[BEGIN Page extract]

During the past decades, disruptive computer and information technologies have made their way into lexicography. Dictionaries have increasingly migrated from the printed to the digital media, and users can now access online dictionaries almost anywhere by means of a variety of devices. Recently, the traditional stand-alone dictionary has experienced growing competition from dictionaries integrated into other tools designed to assist reading, writing, translation, and learning in general. The latest additions are “intelligent”, context-aware dictionaries that are integrated into writing assistants and provide specially designed solutions adapted to their user’s particular needs in each situation. Writing assistants work on laptops, tablets and smartphones where most writing takes place today. They connect the writer to big data (digital corpora and dictionaries) that are processed in order to provide instant assistance without the user having to consult external sources. These tools, which are still in embryo, have the potential to completely revolutionize L2 writing, speed up the writing process, improve the quality of the written text, and encourage weak writers and learners. There is little doubt that technology is here to stay. Just as L2 learners used bilingual dictionaries for decades against their teachers’ advice, it is predictable that they will now use writing assistants on their digital devices whatever they are told. This suggests that they will become increasingly dependent on such tools. This may have a both positive and negative impact on their writing skills and foreign-language learning in general. The article will present a Danish-English writing assistant published in 2018. It will look at some of the consequences for L2 writing based on a preliminary study of users of this tool. It will then discuss the future perspectives, the new possibilities to enhance L2 learning and stimulate the students’ immersion in their new language, as well as some of the new challenges to L2 didactics.

[END Page extract]

§ **Tasks to carry out**:
1 - In the text on writing assistants, what year was the Danish-English writing assistant published?
2 - List every potential effect on L2 writing that the text on writing assistants credits to these tools.

[BEGIN Items]

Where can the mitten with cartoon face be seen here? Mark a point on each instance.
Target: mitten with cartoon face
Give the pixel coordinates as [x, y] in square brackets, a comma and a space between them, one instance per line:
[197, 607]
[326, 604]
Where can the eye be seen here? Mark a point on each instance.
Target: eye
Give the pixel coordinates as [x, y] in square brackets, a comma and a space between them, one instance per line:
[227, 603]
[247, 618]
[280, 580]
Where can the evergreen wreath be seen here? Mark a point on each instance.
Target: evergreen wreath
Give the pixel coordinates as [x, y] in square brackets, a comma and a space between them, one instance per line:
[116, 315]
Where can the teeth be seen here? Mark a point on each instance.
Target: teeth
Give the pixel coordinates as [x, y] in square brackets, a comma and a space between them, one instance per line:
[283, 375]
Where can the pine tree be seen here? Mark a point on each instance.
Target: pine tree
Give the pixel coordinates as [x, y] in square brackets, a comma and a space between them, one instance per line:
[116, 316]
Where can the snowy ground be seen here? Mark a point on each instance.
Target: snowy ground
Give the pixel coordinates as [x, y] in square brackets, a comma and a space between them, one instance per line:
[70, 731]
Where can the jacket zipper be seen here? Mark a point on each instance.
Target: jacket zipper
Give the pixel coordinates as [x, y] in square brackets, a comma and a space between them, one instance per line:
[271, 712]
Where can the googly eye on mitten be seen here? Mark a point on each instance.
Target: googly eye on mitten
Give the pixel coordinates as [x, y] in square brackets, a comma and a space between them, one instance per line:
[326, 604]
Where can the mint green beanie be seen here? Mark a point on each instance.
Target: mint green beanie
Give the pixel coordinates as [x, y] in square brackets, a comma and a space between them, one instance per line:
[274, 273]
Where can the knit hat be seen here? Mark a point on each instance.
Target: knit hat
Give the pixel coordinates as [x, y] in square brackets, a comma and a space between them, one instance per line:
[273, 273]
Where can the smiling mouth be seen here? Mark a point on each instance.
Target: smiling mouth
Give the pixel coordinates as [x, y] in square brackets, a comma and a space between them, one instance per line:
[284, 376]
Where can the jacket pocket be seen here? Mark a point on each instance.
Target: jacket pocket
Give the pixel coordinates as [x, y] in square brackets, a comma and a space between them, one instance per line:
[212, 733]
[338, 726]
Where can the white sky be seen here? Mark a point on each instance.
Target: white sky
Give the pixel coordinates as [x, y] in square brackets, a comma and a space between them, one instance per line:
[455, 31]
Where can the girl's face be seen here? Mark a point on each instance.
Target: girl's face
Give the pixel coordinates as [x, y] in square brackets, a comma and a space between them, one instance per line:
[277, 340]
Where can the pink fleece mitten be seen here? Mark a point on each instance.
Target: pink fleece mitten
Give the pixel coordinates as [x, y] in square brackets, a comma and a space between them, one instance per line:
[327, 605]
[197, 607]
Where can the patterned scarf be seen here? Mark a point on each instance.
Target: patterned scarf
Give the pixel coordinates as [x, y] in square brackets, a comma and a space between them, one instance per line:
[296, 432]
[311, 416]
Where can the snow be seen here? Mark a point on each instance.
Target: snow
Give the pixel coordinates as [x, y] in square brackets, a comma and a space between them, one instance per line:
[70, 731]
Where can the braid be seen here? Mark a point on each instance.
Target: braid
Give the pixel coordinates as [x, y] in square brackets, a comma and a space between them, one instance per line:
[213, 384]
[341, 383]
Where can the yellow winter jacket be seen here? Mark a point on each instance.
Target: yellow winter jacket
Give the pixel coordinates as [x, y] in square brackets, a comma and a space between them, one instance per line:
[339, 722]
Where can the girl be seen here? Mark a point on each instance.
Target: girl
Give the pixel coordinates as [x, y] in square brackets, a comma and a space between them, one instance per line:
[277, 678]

[END Items]

§ **Results by task**:
1 - 2018

2 -
- Completely revolutionize L2 writing
- Speed up the writing process
- Improve the quality of the written text
- Encourage weak writers and learners